■ WHAT TO PRODUCE ■
The records below need retyping in full; give them again exactly.

■ DATASET RECORDS ■

-- -- --

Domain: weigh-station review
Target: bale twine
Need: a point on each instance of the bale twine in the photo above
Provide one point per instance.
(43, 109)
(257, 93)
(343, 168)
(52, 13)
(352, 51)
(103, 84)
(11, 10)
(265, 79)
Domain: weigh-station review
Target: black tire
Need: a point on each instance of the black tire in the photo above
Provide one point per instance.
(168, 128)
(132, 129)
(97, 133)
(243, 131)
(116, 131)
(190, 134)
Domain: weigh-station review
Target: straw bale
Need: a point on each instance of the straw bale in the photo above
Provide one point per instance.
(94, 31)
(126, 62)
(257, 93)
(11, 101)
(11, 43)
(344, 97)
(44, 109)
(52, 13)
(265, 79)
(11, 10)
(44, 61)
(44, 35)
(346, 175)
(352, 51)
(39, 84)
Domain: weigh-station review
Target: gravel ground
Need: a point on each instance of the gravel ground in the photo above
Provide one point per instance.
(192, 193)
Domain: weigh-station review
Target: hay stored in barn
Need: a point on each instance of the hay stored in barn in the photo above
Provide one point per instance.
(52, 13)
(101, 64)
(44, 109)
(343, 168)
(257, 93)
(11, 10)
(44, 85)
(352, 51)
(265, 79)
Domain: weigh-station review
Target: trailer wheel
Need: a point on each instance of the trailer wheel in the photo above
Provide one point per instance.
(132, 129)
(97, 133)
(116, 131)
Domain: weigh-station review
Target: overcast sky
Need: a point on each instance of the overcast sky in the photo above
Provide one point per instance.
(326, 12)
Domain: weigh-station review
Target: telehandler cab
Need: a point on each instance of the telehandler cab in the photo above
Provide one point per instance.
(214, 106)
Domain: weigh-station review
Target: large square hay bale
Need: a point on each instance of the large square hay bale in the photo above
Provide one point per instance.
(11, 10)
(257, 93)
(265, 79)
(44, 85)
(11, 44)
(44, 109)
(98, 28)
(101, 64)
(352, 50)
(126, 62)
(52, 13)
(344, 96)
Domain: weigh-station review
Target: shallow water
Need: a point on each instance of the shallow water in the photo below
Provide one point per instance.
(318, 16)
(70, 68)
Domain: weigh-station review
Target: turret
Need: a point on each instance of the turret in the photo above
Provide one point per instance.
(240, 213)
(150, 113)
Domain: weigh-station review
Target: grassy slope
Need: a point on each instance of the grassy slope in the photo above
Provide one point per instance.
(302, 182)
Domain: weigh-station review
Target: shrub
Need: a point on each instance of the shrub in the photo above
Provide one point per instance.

-- -- --

■ TASK RESULT ■
Domain: weigh-station review
Target: bale twine
Need: a point on each instance of the bale twine in the photo above
Provide one point per instance.
(43, 109)
(257, 93)
(343, 168)
(52, 13)
(352, 51)
(103, 84)
(11, 10)
(265, 79)
Domain: weigh-station review
Target: black tire
Need: a point on each instance of the black tire in the photo above
Provide one point per instance.
(168, 128)
(132, 129)
(97, 133)
(243, 131)
(116, 131)
(190, 134)
Domain: weigh-station review
Target: straw bale
Need: a point on each instance of the straw bale in the photo above
Provide one point per instance.
(94, 31)
(126, 62)
(257, 93)
(11, 101)
(11, 43)
(344, 97)
(44, 109)
(52, 13)
(265, 79)
(11, 10)
(44, 61)
(44, 35)
(346, 175)
(352, 51)
(39, 84)
Domain: weigh-station review
Target: gravel ground
Need: a point on each instance of the gravel ground in the photo above
Provide one point per instance.
(192, 193)
Domain: weigh-station review
Target: hay stored in barn
Need: a point on each instance of the hay stored in barn in the photo above
Provide one point per instance.
(52, 13)
(101, 64)
(44, 109)
(343, 168)
(257, 93)
(11, 10)
(44, 85)
(352, 51)
(265, 79)
Domain: weigh-station review
Target: trailer wheel
Need: a point on each instance of the trailer wheel in the photo above
Provide one point per instance.
(132, 129)
(97, 133)
(116, 131)
Domain: weigh-station review
Target: overcast sky
Need: a point on each instance of the overcast sky in the photo above
Provide one point per instance.
(326, 12)
Domain: weigh-station review
Target: telehandler cab
Need: a point on each instance of the telehandler cab in the photo above
Provide one point per instance.
(214, 106)
Domain: weigh-station review
Target: large square hay bale
Need: a point on each instance of the large square hay bale in the photo above
Provide one point per instance.
(11, 10)
(257, 93)
(265, 79)
(44, 85)
(11, 44)
(44, 109)
(98, 28)
(101, 64)
(352, 50)
(126, 62)
(52, 13)
(344, 96)
Domain: weigh-station review
Target: shallow water
Need: a point on each instance of the shallow water in the photo below
Provide one point per instance.
(318, 16)
(70, 68)
Domain: weigh-station review
Target: turret
Need: a point on each instance of the turret in the photo above
Provide one point per instance.
(240, 213)
(150, 113)
Domain: weigh-station review
Target: grassy slope
Need: a point on each instance of the grassy slope in the photo above
Provide one point per instance.
(302, 182)
Domain: weigh-station review
Target: shrub
Need: a point on each instance of the shrub in the photo above
Provide one point per instance.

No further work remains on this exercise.